** Task directions **
From the entries below, extract every line that includes the word "stain".

** Data to examine **

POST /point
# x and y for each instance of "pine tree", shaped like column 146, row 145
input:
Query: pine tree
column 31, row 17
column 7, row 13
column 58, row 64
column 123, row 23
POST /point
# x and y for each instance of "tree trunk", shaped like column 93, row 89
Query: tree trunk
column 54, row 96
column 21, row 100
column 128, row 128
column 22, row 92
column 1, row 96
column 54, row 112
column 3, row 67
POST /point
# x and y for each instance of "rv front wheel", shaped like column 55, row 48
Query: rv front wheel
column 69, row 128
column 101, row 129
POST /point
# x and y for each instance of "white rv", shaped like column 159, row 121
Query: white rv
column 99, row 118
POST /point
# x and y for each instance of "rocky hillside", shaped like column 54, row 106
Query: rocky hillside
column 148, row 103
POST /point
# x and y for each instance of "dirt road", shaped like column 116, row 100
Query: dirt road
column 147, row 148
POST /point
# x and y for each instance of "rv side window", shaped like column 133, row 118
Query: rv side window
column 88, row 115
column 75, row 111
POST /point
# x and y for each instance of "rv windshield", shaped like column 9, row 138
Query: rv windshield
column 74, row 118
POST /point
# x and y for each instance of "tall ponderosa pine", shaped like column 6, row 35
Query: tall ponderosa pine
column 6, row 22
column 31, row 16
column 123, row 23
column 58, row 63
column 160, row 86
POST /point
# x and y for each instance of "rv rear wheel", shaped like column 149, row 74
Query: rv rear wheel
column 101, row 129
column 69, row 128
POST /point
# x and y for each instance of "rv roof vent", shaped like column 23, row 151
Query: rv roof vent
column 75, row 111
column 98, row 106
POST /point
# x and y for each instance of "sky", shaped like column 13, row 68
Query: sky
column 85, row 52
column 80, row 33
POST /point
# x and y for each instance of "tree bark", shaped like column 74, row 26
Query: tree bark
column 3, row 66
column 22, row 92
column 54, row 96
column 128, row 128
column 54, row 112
--
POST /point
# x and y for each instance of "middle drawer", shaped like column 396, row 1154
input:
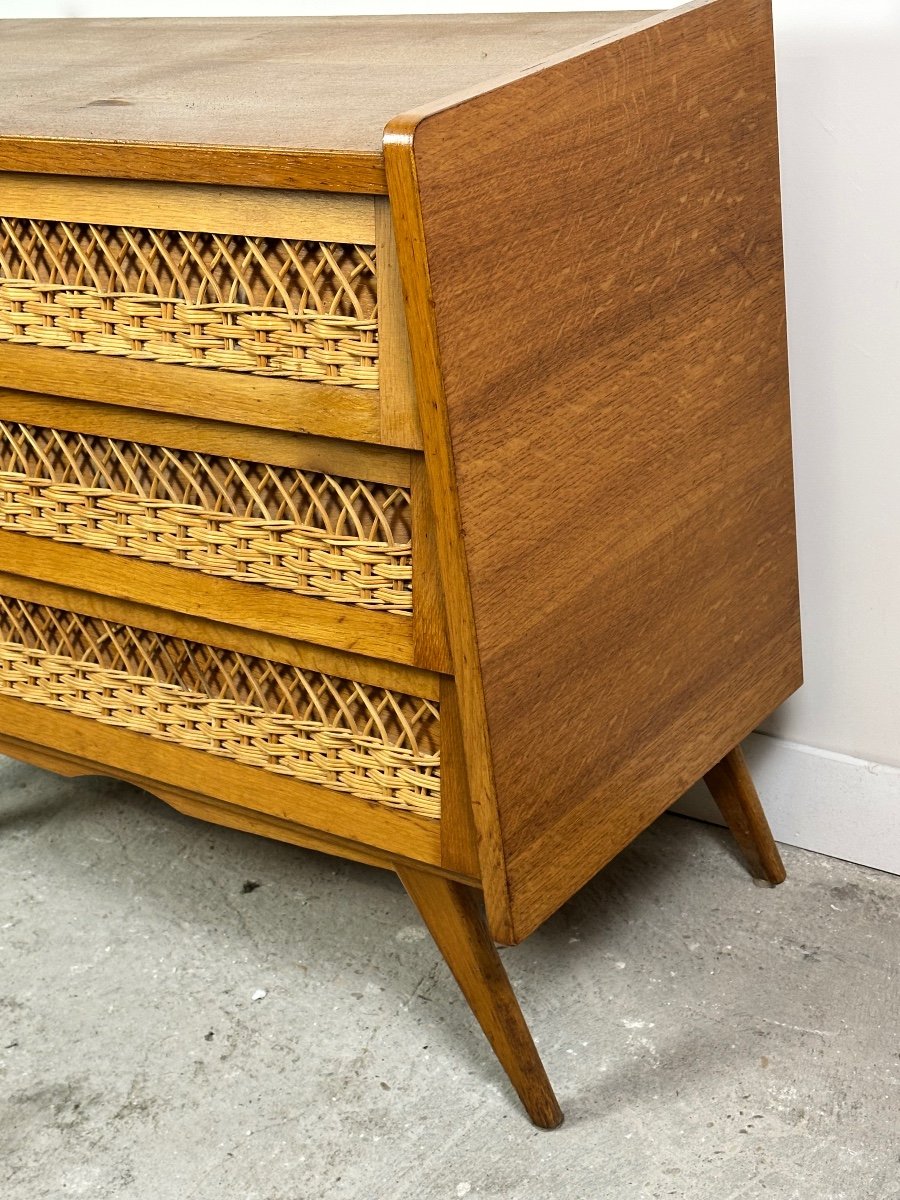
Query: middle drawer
--
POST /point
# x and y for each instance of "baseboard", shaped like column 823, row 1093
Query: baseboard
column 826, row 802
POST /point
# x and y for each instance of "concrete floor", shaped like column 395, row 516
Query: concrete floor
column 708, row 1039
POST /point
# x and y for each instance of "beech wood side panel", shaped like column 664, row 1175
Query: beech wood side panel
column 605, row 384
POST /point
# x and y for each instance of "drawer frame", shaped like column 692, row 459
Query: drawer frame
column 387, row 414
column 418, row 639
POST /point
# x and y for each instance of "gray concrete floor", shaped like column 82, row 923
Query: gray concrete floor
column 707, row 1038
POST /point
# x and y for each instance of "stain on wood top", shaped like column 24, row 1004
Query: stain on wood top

** Task solution **
# x and y for each instance of "stain on wood top", shaped like column 24, row 1004
Query: stain on wood top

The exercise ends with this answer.